[PATCH mptcp-next v7 3/4] mptcp: implement .splice_read

Geliang Tang posted 4 patches 2 months, 1 week ago
There is a newer version of this series
[PATCH mptcp-next v7 3/4] mptcp: implement .splice_read
Posted by Geliang Tang 2 months, 1 week ago
From: Geliang Tang <tanggeliang@kylinos.cn>

This patch implements .splice_read interface of mptcp struct proto_ops
as mptcp_splice_read() with reference to tcp_splice_read().

Signed-off-by: Geliang Tang <tanggeliang@kylinos.cn>
---
 net/mptcp/protocol.c | 136 +++++++++++++++++++++++++++++++++++++++++++
 1 file changed, 136 insertions(+)

diff --git a/net/mptcp/protocol.c b/net/mptcp/protocol.c
index fc429d175ede..4638d4be2b98 100644
--- a/net/mptcp/protocol.c
+++ b/net/mptcp/protocol.c
@@ -4023,6 +4023,140 @@ static int mptcp_read_sock(struct sock *sk, read_descriptor_t *desc,
 	return copied;
 }
 
+/*
+ * MPTCP splice context
+ */
+struct mptcp_splice_state {
+	struct pipe_inode_info *pipe;
+	size_t len;
+	unsigned int flags;
+};
+
+static int mptcp_splice_data_recv(read_descriptor_t *rd_desc, struct sk_buff *skb,
+				  unsigned int offset, size_t len)

****************************************

**WHAT YOU WILL DO**:
• a. In one to three sentences, explain what the MPTCP splice patch adds and which existing function it draws on.
• b. Reproduce the stretch of the MPTCP splice patch from "Geliang Tang posted" through "reference to tcp_splice_read().".
Nothing in the lines is needed for this work.

**SOURCE MATERIAL**:

****************************************

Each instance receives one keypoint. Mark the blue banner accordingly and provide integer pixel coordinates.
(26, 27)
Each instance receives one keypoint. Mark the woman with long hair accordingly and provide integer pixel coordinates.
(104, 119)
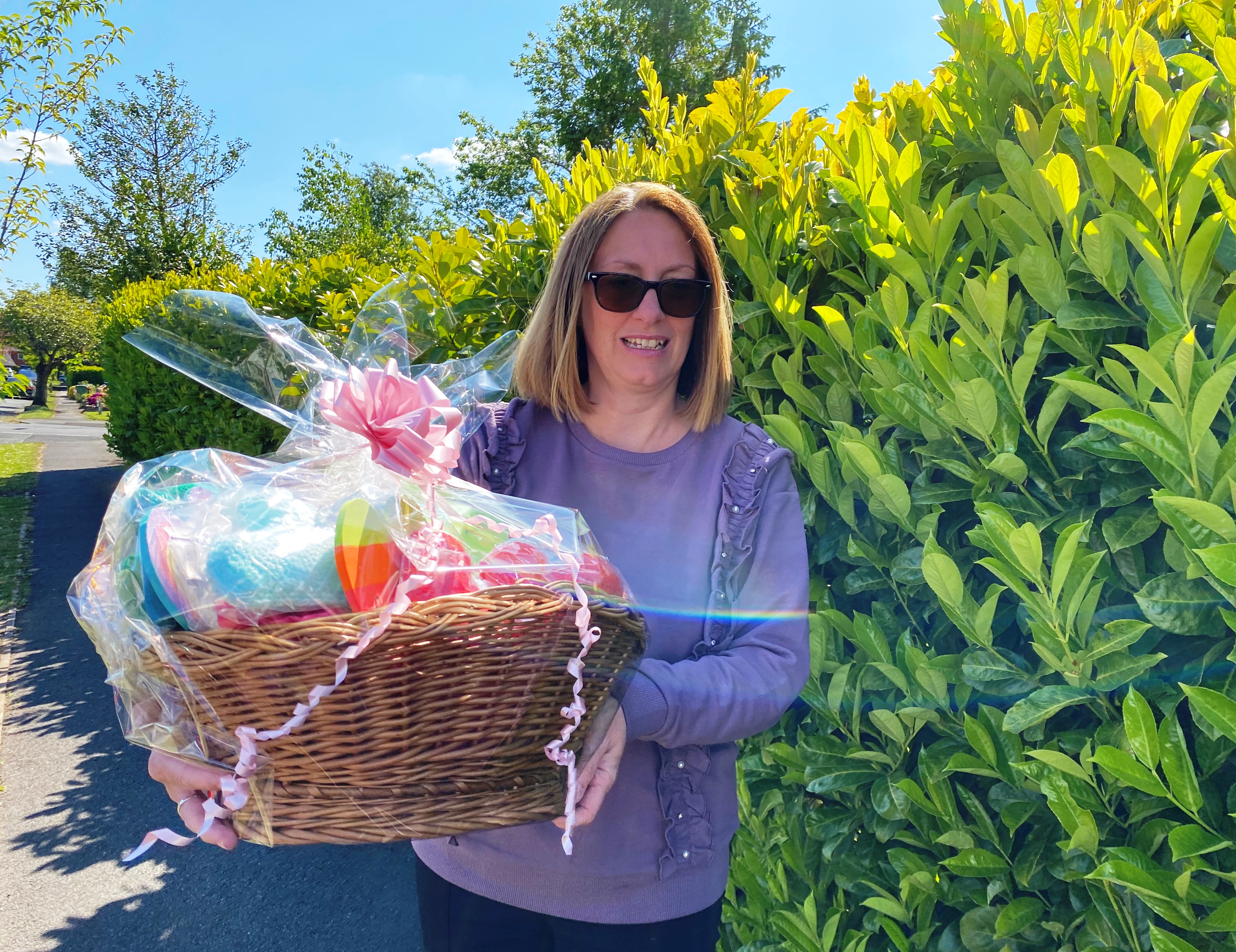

****************************************

**FINAL ANSWERS**:
• a. The patch implements the .splice_read interface of the MPTCP struct proto_ops as a new function, mptcp_splice_read(). It is modeled on tcp_splice_read() and adds 136 lines to net/mptcp/protocol.c.

• b.
Geliang Tang posted 4 patches 2 months, 1 week ago
There is a newer version of this series
[PATCH mptcp-next v7 3/4] mptcp: implement .splice_read
Posted by Geliang Tang 2 months, 1 week ago
From: Geliang Tang <tanggeliang@kylinos.cn>

This patch implements .splice_read interface of mptcp struct proto_ops
as mptcp_splice_read() with reference to tcp_splice_read().